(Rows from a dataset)
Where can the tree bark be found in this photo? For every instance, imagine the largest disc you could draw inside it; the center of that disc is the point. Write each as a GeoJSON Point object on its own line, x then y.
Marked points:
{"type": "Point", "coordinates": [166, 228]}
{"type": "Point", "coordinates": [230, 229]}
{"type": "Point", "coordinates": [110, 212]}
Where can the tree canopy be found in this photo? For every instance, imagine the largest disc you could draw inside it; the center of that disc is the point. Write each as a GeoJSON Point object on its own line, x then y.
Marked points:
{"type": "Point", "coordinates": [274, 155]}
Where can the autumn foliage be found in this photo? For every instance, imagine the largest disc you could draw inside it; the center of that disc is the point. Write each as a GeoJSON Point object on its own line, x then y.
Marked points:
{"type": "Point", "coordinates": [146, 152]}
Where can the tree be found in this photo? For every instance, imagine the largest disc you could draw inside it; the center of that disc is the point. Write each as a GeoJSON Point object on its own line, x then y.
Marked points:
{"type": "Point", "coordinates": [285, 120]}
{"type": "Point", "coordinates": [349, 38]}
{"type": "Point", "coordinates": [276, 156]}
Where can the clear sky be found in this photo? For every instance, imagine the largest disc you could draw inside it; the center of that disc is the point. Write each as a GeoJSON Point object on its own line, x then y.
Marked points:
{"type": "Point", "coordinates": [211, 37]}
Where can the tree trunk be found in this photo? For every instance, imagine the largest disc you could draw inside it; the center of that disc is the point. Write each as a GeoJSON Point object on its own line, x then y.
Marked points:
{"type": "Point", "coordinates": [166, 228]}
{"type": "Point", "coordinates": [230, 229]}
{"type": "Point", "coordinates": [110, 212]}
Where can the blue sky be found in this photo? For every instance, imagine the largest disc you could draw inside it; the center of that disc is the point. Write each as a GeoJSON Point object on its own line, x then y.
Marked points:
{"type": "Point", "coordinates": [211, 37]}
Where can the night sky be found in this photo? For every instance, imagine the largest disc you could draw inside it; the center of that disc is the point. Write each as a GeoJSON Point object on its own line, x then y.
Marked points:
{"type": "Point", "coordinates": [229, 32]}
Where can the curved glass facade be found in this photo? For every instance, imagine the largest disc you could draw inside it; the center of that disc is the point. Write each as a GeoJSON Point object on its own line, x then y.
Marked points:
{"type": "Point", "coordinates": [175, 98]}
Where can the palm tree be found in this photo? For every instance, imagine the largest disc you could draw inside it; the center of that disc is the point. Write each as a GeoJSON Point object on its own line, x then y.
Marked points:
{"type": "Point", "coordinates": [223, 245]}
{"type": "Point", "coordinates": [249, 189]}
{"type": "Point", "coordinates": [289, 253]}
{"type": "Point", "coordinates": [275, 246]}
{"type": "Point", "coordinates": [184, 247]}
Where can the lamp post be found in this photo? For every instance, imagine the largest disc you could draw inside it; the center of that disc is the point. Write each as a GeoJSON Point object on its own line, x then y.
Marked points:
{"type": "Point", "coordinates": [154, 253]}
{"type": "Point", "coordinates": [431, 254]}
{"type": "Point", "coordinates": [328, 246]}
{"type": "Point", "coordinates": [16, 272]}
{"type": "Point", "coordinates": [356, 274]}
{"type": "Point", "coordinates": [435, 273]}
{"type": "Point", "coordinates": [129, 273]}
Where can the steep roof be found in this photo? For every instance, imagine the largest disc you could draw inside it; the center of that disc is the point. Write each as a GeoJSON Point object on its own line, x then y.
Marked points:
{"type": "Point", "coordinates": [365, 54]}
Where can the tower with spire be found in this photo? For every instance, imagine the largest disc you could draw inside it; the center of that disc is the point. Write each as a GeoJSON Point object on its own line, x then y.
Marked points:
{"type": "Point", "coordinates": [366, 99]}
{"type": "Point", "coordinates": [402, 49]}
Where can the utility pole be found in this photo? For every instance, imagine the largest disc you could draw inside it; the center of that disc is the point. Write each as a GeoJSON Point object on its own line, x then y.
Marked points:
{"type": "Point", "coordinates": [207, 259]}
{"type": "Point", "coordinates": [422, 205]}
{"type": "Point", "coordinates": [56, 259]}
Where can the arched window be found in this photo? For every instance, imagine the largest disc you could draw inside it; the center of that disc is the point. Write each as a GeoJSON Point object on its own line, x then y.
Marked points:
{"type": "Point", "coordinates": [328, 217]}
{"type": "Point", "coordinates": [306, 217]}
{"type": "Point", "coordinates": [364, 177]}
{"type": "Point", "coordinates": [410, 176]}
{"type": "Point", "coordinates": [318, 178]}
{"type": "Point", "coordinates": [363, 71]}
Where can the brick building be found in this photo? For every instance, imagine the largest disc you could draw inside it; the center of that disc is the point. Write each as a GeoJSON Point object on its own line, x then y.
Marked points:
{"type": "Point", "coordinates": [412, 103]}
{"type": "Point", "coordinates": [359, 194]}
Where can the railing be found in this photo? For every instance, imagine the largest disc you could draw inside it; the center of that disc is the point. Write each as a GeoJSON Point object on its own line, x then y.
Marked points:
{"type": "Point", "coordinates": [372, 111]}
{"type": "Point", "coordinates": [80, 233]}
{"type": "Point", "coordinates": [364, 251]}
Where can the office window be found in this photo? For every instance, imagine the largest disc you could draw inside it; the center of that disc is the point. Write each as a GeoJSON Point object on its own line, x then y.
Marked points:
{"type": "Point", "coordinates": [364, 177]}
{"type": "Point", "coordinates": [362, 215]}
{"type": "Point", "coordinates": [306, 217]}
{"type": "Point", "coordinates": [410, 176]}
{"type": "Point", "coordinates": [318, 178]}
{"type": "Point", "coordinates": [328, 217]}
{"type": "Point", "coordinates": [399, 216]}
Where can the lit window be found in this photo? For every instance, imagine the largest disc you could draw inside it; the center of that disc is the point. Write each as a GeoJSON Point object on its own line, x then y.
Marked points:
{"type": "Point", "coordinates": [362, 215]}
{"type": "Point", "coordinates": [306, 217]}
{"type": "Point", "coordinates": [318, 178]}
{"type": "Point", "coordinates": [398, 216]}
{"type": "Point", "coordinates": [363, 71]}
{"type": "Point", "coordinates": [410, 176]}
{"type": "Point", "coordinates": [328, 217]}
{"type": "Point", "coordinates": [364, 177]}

* [SET PROBLEM]: Extract all the entries word for word.

* [ANSWER TO THIS EXERCISE]:
Where can the tree bark be found in this photo? For every instance, imagine the largest disc you could draw inside it; the center of that disc is the point. Write each as a GeoJSON Point object on its own line, x then y.
Marked points:
{"type": "Point", "coordinates": [166, 228]}
{"type": "Point", "coordinates": [230, 229]}
{"type": "Point", "coordinates": [110, 212]}
Where can the tree canopy be found in this photo? For every instance, imagine the largest disc you could draw inside it; the center of that disc is the point. Write each as a GeoJSON Point object on its own line, x then y.
Marked points:
{"type": "Point", "coordinates": [274, 155]}
Where can the autumn foliage be found in this photo? For every instance, imagine the largest disc you could draw inside it; the center of that disc is the point. Write each as a GeoJSON Point object on its own line, x then y.
Marked points:
{"type": "Point", "coordinates": [146, 152]}
Where can the tree be found in this photo? For every instance, imagine the largest disc you could draw inside it; the center of that disc is the point. Write each as a GeoJSON Point object on its own line, x then y.
Marked points:
{"type": "Point", "coordinates": [285, 120]}
{"type": "Point", "coordinates": [349, 38]}
{"type": "Point", "coordinates": [276, 156]}
Where can the clear sky be found in this photo? For every instance, imagine the largest disc you could draw inside it; the center of that disc is the point. Write each as a GeoJSON Point object on its own line, x then y.
Marked points:
{"type": "Point", "coordinates": [211, 37]}
Where can the tree trunk be found in this photo? For every instance, imagine the largest disc you could draw inside it; the center of that disc is the point. Write each as a GeoJSON Point object on its own line, x then y.
Marked points:
{"type": "Point", "coordinates": [166, 228]}
{"type": "Point", "coordinates": [230, 229]}
{"type": "Point", "coordinates": [110, 212]}
Where can the blue sky be found in this photo? For every instance, imagine the largest disc you could draw inside it; the center of that disc is the point. Write each as a GeoJSON Point object on its own line, x then y.
Marked points:
{"type": "Point", "coordinates": [211, 37]}
Where can the night sky be found in this photo? For every instance, imagine the largest disc you could draw inside it; the center of that disc is the point. Write each as a GeoJSON Point object on its own line, x then y.
Marked points:
{"type": "Point", "coordinates": [229, 32]}
Where can the curved glass facade be found in this photo? For every instance, imagine the largest disc you could draw inside it; the center of that disc is the point. Write each as a GeoJSON Point object on its own line, x then y.
Marked points:
{"type": "Point", "coordinates": [175, 98]}
Where can the palm tree be found in this photo? For every instance, imagine the largest disc you could draw inside it; the center of that disc is the point. Write each as a GeoJSON Point object on its own line, x then y.
Marked points:
{"type": "Point", "coordinates": [223, 245]}
{"type": "Point", "coordinates": [249, 189]}
{"type": "Point", "coordinates": [289, 253]}
{"type": "Point", "coordinates": [275, 246]}
{"type": "Point", "coordinates": [184, 247]}
Where can the lamp post be found in this photo? For every instance, imagine the largest disc you could draw inside it; the center of that disc is the point. Write each as a GeoJSON Point object on its own line, x then y.
Marked points:
{"type": "Point", "coordinates": [154, 253]}
{"type": "Point", "coordinates": [431, 254]}
{"type": "Point", "coordinates": [328, 246]}
{"type": "Point", "coordinates": [16, 272]}
{"type": "Point", "coordinates": [356, 274]}
{"type": "Point", "coordinates": [435, 273]}
{"type": "Point", "coordinates": [129, 273]}
Where can the steep roof be found in this photo? For every instance, imagine the largest disc you could draw inside it; the center of that disc is the point. Write each as a GeoJSON Point object on its own line, x then y.
Marked points:
{"type": "Point", "coordinates": [365, 54]}
Where can the tower with spire be found in this photo? For every instance, imagine the largest disc you could draw inside it; the center of that disc is the point. Write each as a GeoJSON Point object on its own line, x then y.
Marked points:
{"type": "Point", "coordinates": [366, 99]}
{"type": "Point", "coordinates": [402, 49]}
Where can the utility pole be found in this photo? For every instance, imagine the largest disc you could draw inside it; the center of that disc is the point. Write each as a GeoJSON Point object on its own line, x then y.
Marked points:
{"type": "Point", "coordinates": [207, 259]}
{"type": "Point", "coordinates": [422, 205]}
{"type": "Point", "coordinates": [56, 259]}
Where can the arched window be found in this photo? For every instance, imagine the largest disc you could draw inside it; the center of that disc is the point. Write each as a GeoJSON Point object on its own line, x then y.
Marked points:
{"type": "Point", "coordinates": [328, 217]}
{"type": "Point", "coordinates": [306, 217]}
{"type": "Point", "coordinates": [364, 177]}
{"type": "Point", "coordinates": [410, 176]}
{"type": "Point", "coordinates": [318, 178]}
{"type": "Point", "coordinates": [363, 71]}
Where can the brick building be found in this photo? For every instance, imagine the largest disc you could draw inside it; the center of that disc is the point. Write each as a GeoJSON Point object on its own line, x then y.
Marked points:
{"type": "Point", "coordinates": [412, 103]}
{"type": "Point", "coordinates": [359, 194]}
Where can the railing be found in this photo? For every instance, imagine the largest disc you could draw inside it; the center of that disc is the point. Write each as a GeoJSON Point object on its own line, x then y.
Marked points:
{"type": "Point", "coordinates": [372, 111]}
{"type": "Point", "coordinates": [80, 233]}
{"type": "Point", "coordinates": [364, 251]}
Where can the office window be found in this photo? For every instance, imagine the largest disc you could draw inside it; the center of that disc is the point. Write each as a GeoJSON Point object on its own line, x then y.
Marked points:
{"type": "Point", "coordinates": [364, 177]}
{"type": "Point", "coordinates": [362, 215]}
{"type": "Point", "coordinates": [306, 217]}
{"type": "Point", "coordinates": [410, 176]}
{"type": "Point", "coordinates": [318, 178]}
{"type": "Point", "coordinates": [328, 217]}
{"type": "Point", "coordinates": [399, 216]}
Where can the lit window be found in this photo? For every instance, imagine the largest disc you could draw inside it; the center of that disc is the point. Write each as a GeoJSON Point object on its own line, x then y.
Marked points:
{"type": "Point", "coordinates": [362, 215]}
{"type": "Point", "coordinates": [306, 217]}
{"type": "Point", "coordinates": [318, 178]}
{"type": "Point", "coordinates": [398, 216]}
{"type": "Point", "coordinates": [363, 71]}
{"type": "Point", "coordinates": [410, 176]}
{"type": "Point", "coordinates": [328, 217]}
{"type": "Point", "coordinates": [364, 177]}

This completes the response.